• Instructions to follow: Exactly reproduce the lines from the line bearing "Could you point to the woman's nose" through the end of the listing, inclusive of both; pictures are to be omitted.

--- Begin Available data ---

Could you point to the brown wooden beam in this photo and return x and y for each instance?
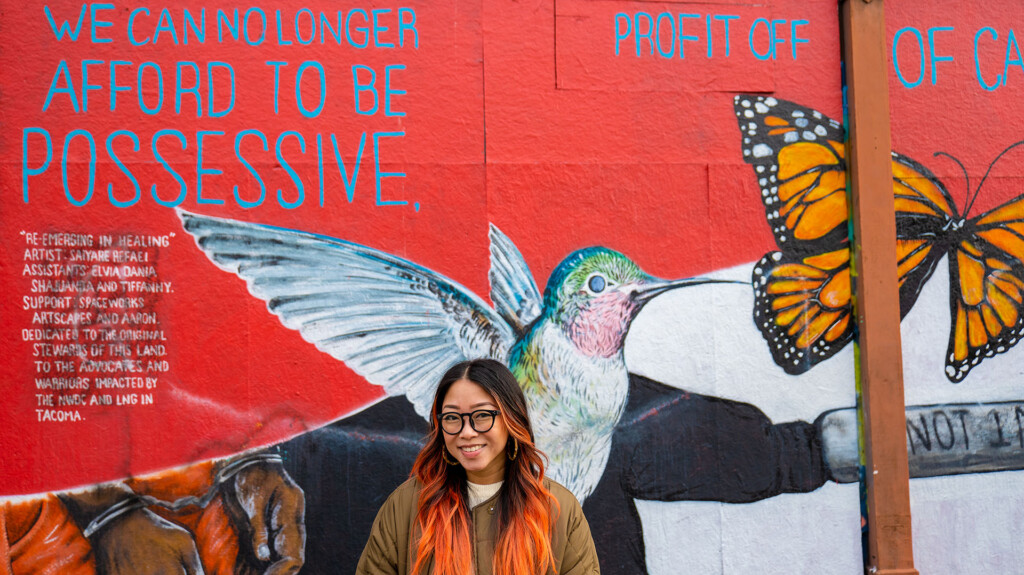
(890, 548)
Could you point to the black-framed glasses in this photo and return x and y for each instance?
(481, 421)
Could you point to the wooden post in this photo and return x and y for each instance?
(890, 548)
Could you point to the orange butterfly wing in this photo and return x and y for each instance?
(802, 293)
(986, 300)
(802, 307)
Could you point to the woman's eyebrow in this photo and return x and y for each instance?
(473, 406)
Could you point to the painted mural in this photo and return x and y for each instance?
(240, 245)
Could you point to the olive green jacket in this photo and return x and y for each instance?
(391, 546)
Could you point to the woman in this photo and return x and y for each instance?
(477, 501)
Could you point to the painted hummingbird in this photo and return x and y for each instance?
(400, 325)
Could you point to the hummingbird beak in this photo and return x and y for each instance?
(654, 286)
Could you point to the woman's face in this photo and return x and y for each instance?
(482, 454)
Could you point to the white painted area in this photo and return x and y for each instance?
(704, 340)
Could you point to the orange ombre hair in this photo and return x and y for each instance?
(525, 509)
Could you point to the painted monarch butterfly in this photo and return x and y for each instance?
(803, 291)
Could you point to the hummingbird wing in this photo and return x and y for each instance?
(512, 288)
(397, 324)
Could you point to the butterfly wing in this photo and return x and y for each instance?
(799, 160)
(925, 214)
(986, 299)
(802, 307)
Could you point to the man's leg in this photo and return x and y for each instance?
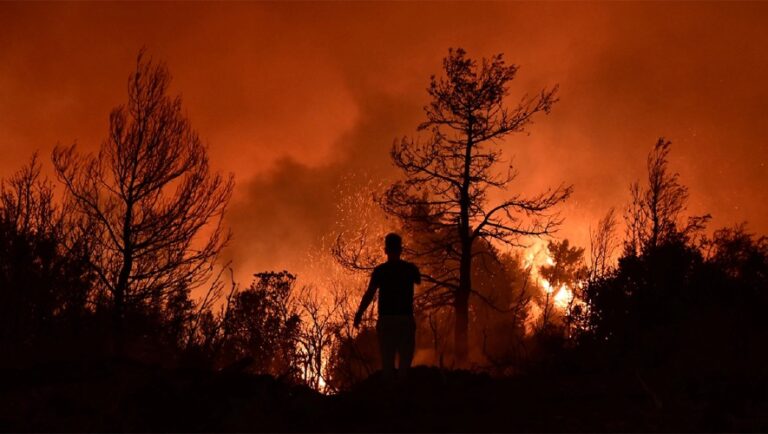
(406, 345)
(387, 347)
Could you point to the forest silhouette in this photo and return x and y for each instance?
(117, 313)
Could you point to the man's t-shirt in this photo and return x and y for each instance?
(395, 280)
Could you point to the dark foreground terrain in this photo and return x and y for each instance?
(131, 397)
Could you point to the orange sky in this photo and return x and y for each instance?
(292, 97)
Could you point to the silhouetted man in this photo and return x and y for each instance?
(396, 328)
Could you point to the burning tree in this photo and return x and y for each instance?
(145, 199)
(448, 177)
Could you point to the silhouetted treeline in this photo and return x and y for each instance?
(106, 274)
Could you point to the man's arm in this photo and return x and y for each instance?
(366, 301)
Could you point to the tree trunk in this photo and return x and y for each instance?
(461, 308)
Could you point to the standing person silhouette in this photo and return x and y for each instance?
(396, 327)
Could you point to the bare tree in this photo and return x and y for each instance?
(602, 245)
(148, 198)
(653, 217)
(449, 175)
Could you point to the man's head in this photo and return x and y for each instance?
(393, 245)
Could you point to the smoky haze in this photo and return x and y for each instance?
(295, 98)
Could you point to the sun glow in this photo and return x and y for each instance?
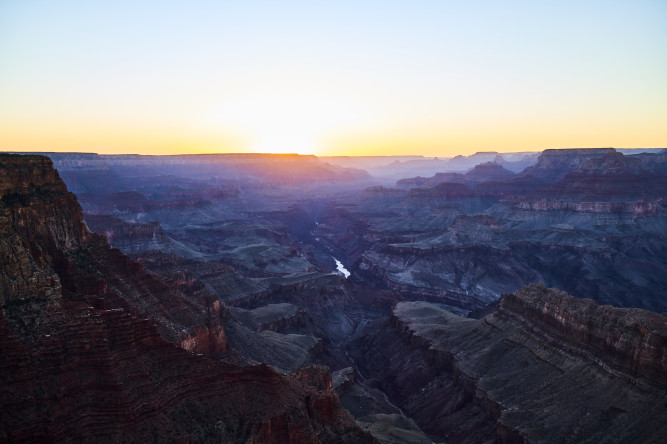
(282, 122)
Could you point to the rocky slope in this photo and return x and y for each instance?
(94, 346)
(543, 367)
(592, 222)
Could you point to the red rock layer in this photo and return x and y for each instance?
(85, 355)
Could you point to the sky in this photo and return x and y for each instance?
(436, 78)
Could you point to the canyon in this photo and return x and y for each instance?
(284, 298)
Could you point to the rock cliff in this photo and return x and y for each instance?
(95, 347)
(543, 367)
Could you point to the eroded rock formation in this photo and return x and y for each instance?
(544, 366)
(93, 345)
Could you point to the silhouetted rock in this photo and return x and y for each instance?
(544, 366)
(85, 351)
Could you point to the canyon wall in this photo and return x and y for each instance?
(544, 366)
(94, 346)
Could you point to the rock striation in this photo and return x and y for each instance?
(95, 348)
(542, 367)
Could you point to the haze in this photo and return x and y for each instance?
(336, 78)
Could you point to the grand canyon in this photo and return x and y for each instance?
(270, 298)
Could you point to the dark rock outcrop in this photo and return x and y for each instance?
(93, 346)
(543, 367)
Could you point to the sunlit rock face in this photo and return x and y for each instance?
(97, 349)
(543, 366)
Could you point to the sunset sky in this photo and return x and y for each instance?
(436, 78)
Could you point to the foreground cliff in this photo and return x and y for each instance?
(543, 367)
(94, 347)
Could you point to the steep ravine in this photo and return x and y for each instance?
(544, 367)
(92, 343)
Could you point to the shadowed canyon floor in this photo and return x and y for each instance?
(234, 262)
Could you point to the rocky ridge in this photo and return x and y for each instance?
(543, 367)
(95, 346)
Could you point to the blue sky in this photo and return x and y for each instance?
(436, 78)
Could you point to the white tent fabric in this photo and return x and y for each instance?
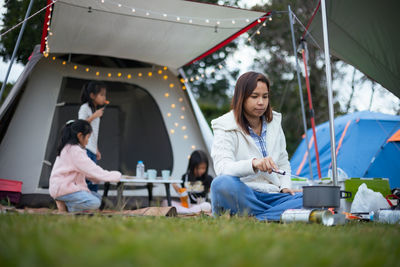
(168, 33)
(365, 34)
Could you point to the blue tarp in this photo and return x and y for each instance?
(363, 152)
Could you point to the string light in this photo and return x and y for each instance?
(129, 76)
(221, 64)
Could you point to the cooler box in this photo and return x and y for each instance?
(376, 184)
(10, 189)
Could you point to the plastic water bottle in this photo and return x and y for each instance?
(385, 216)
(140, 170)
(184, 197)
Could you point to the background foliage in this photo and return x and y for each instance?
(214, 91)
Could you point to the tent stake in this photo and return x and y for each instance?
(300, 91)
(21, 32)
(329, 87)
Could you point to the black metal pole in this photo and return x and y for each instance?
(21, 32)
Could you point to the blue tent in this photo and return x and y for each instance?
(364, 147)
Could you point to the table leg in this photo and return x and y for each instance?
(120, 190)
(105, 194)
(150, 191)
(168, 194)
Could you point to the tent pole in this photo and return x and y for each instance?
(329, 87)
(21, 32)
(300, 91)
(312, 113)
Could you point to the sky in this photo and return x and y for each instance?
(383, 100)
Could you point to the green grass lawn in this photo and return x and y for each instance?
(54, 240)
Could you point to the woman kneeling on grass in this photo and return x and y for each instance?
(249, 144)
(72, 165)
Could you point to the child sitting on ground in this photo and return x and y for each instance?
(197, 183)
(72, 165)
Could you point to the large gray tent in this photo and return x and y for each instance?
(137, 48)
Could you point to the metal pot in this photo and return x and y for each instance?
(322, 196)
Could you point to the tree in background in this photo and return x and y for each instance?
(275, 59)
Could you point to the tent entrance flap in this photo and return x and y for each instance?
(131, 129)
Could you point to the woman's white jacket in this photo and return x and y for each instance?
(233, 151)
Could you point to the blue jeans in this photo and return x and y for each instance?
(81, 200)
(228, 193)
(92, 187)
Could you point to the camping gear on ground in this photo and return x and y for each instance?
(385, 216)
(10, 190)
(323, 196)
(376, 184)
(366, 200)
(324, 217)
(367, 147)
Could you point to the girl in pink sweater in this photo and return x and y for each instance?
(72, 165)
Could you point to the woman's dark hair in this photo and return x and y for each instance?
(92, 87)
(70, 131)
(197, 157)
(245, 86)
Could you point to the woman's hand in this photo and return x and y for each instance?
(290, 191)
(264, 164)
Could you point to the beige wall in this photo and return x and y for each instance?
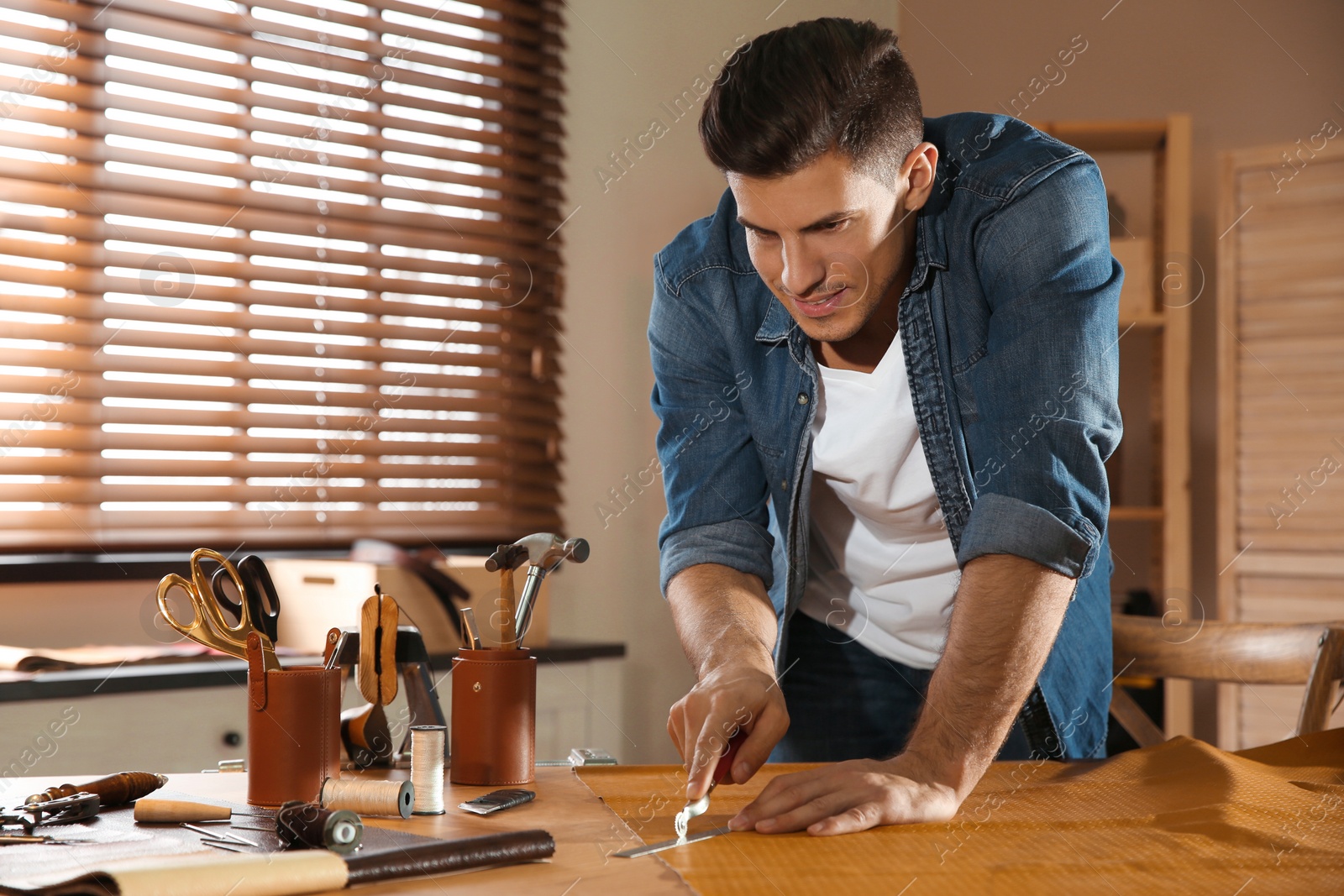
(1249, 73)
(627, 58)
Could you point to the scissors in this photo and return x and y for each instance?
(259, 591)
(208, 626)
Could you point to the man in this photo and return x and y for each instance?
(886, 374)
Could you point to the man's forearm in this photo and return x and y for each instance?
(1007, 614)
(722, 616)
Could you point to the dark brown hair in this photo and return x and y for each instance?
(795, 93)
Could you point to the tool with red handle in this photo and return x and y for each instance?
(721, 772)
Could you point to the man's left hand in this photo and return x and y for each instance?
(850, 795)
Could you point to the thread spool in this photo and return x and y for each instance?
(307, 825)
(428, 768)
(370, 797)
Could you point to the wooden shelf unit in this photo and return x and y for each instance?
(1158, 307)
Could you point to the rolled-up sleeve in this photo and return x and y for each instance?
(1046, 389)
(712, 477)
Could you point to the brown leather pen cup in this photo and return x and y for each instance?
(494, 718)
(293, 732)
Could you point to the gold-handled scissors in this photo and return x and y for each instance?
(210, 626)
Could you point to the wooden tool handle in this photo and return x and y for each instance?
(508, 606)
(112, 790)
(179, 810)
(378, 621)
(389, 618)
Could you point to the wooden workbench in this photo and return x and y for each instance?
(1182, 817)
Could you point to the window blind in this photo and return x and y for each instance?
(277, 273)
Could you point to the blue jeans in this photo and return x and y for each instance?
(848, 703)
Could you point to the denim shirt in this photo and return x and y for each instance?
(1010, 335)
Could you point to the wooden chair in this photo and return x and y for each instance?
(1230, 652)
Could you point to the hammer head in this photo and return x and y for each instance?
(538, 546)
(507, 557)
(575, 550)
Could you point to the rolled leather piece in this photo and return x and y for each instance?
(450, 855)
(494, 736)
(293, 741)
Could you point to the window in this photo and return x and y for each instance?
(281, 273)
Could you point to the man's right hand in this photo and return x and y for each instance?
(727, 631)
(702, 723)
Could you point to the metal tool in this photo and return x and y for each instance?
(208, 626)
(544, 551)
(62, 810)
(366, 731)
(721, 772)
(259, 593)
(412, 661)
(635, 852)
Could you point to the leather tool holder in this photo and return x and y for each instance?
(494, 734)
(293, 731)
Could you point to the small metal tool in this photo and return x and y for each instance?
(208, 625)
(635, 852)
(60, 810)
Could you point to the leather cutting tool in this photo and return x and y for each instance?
(366, 731)
(259, 591)
(208, 625)
(721, 772)
(62, 810)
(113, 790)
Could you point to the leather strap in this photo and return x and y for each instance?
(255, 673)
(452, 855)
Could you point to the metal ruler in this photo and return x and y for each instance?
(635, 852)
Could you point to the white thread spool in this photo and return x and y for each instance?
(428, 768)
(369, 797)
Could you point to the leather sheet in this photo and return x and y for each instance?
(1180, 817)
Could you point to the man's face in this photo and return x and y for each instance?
(828, 241)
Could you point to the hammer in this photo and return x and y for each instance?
(504, 560)
(544, 553)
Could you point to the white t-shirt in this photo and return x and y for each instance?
(880, 564)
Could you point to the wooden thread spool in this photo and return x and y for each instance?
(428, 768)
(369, 797)
(306, 825)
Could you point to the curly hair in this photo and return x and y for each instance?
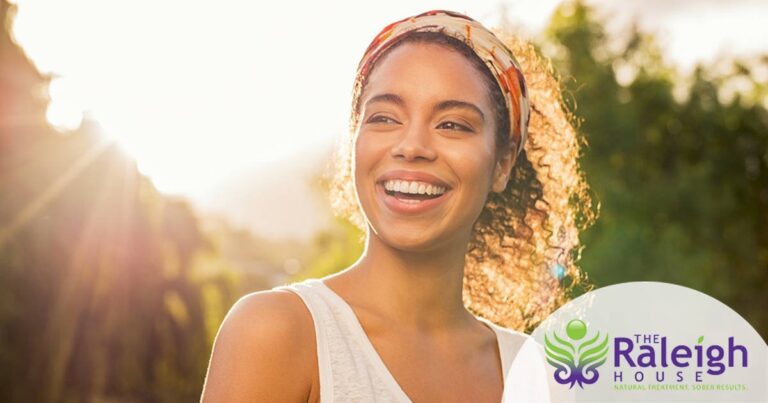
(521, 261)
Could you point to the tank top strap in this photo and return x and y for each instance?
(347, 373)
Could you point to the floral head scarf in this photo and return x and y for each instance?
(489, 48)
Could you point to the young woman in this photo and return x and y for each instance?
(465, 180)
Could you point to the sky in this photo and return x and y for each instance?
(232, 103)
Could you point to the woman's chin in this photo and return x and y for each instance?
(411, 240)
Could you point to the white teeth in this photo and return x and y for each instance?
(413, 187)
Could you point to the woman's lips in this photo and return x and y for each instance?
(410, 206)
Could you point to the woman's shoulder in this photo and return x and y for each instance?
(275, 316)
(263, 348)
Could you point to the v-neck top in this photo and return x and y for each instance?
(350, 368)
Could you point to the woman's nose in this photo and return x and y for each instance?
(414, 143)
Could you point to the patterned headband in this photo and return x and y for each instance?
(499, 59)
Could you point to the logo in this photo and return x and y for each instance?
(576, 362)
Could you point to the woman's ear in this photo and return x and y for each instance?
(503, 169)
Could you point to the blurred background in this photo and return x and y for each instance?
(158, 160)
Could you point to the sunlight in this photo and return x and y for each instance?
(201, 94)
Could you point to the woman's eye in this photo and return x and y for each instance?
(380, 119)
(454, 126)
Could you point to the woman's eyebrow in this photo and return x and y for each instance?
(392, 98)
(444, 105)
(453, 103)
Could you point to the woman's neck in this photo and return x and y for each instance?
(422, 290)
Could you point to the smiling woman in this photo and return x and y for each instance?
(461, 168)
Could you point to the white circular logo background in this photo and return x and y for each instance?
(642, 342)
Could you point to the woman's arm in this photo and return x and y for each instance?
(264, 351)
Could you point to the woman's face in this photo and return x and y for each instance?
(425, 158)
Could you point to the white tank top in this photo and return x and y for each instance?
(350, 369)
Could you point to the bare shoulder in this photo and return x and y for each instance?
(264, 351)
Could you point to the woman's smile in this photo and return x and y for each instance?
(411, 192)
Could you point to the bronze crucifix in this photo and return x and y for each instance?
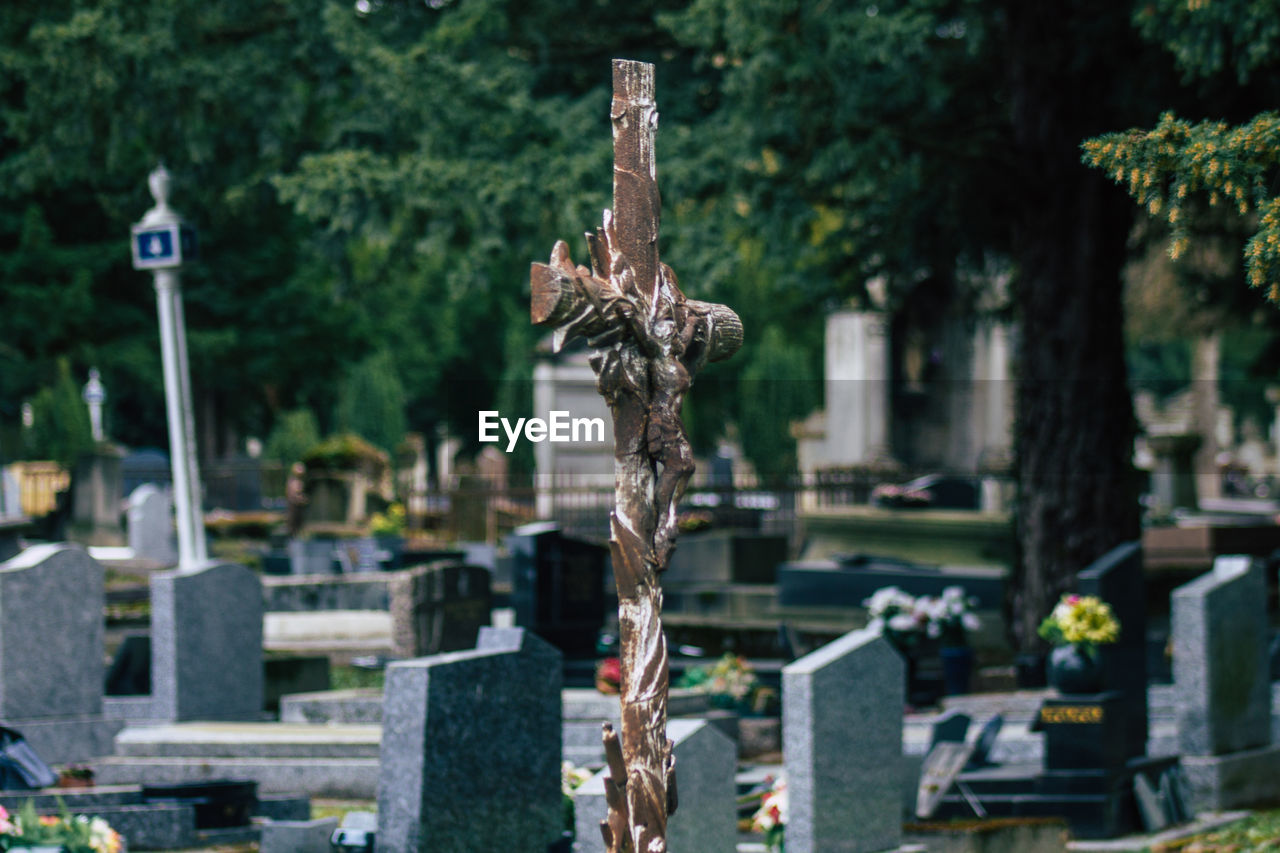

--- End Available data ---

• Response to this exercise:
Could you point to the woman's nose in this photo and return x and y for each instance?
(414, 143)
Could you point to the patterned headband in this photo and return x and y for each instance?
(499, 59)
Could you point to the logo in this photo and return x and y for each instance?
(576, 362)
Could you point to the woman's ear in this photo and return x and y for each instance?
(503, 169)
Could you point to the blurred background in this photo and return x and y for each instance?
(158, 160)
Could you point to the sunlight in this photo and return x and y for each instance?
(201, 94)
Could you point to the woman's eye in this photo and return x and y for each instance?
(380, 119)
(454, 126)
Could you point to the woman's eyebrow in this photo and return x and y for each instance?
(392, 98)
(444, 105)
(453, 103)
Could you point to the woman's neck in this photo and return x and y for each instance?
(422, 290)
Could you point to the smiling woman in this photo and return x and y for each instance?
(461, 168)
Could you point to the white circular logo background in this photo and return x and y for each instance?
(642, 342)
Could you point to the woman's arm in this photo and return x and y for each instance?
(264, 351)
Could you point to the woman's face in this photo and return x and y for each instance?
(425, 158)
Could you point to the white tank top in this photo and return x and y for each instance?
(350, 369)
Could you point to the bare shoulder in this photo and return x and y for each instance?
(264, 351)
Could you point to the woman's smile in this photo and return x and y for each instance?
(411, 192)
Could you point to the bronze crucifix in this photo and return x and y for each instance?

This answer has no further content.